• RECORDS PROVIDED:

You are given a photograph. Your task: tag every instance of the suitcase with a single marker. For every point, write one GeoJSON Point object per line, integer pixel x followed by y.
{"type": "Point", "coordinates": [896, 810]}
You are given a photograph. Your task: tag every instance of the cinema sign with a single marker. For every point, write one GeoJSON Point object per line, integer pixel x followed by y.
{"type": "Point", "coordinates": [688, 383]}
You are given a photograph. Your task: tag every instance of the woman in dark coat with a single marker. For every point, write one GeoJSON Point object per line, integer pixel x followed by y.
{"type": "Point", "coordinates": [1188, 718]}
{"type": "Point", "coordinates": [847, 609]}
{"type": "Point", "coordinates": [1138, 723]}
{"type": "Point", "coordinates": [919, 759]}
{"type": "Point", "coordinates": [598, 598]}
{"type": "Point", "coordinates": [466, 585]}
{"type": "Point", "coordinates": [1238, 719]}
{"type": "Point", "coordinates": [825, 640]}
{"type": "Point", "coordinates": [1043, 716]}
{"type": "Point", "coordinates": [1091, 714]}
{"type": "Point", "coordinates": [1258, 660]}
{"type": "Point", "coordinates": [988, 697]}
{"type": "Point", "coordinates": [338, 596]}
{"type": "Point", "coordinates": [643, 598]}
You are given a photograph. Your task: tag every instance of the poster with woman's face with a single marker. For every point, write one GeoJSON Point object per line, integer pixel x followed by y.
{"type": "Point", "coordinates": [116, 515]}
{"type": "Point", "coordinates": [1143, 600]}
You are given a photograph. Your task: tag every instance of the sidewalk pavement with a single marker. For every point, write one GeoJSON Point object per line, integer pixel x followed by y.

• BRIEF: Repeat the data word for word. Leave nothing out.

• RESULT:
You are given a photograph. Your task: tag every instance of the suitcase with a single marker. For every point, write one GeoJSON Point object per line, integer pixel x followed by y.
{"type": "Point", "coordinates": [896, 810]}
You are given a photograph. Your task: tag every instance of the cinema sign with a single marker. For every point, write one GeoJSON Point object per line, integer pixel x followed by y.
{"type": "Point", "coordinates": [688, 383]}
You are given a photograph. Your task: tag every instance of the woman in dark coat with a single marker. For every point, write one GeoJSON Point object per line, integer pixel x followed by y.
{"type": "Point", "coordinates": [1188, 718]}
{"type": "Point", "coordinates": [847, 609]}
{"type": "Point", "coordinates": [1138, 723]}
{"type": "Point", "coordinates": [919, 759]}
{"type": "Point", "coordinates": [598, 598]}
{"type": "Point", "coordinates": [466, 585]}
{"type": "Point", "coordinates": [1238, 719]}
{"type": "Point", "coordinates": [825, 640]}
{"type": "Point", "coordinates": [1043, 716]}
{"type": "Point", "coordinates": [1091, 714]}
{"type": "Point", "coordinates": [1258, 660]}
{"type": "Point", "coordinates": [988, 697]}
{"type": "Point", "coordinates": [338, 596]}
{"type": "Point", "coordinates": [643, 598]}
You are given a photograph. Your task: tag every instance of the poster with woman's face with a single marker. For every point, write one GeoJSON Point object per line, integer pixel x followed by y.
{"type": "Point", "coordinates": [116, 515]}
{"type": "Point", "coordinates": [1143, 600]}
You are given a photograph. Your task: tag every instance of the sidewalk pavement with a single marker. For every point, write one GeoJSON Point object per line, integer pixel x followed by y.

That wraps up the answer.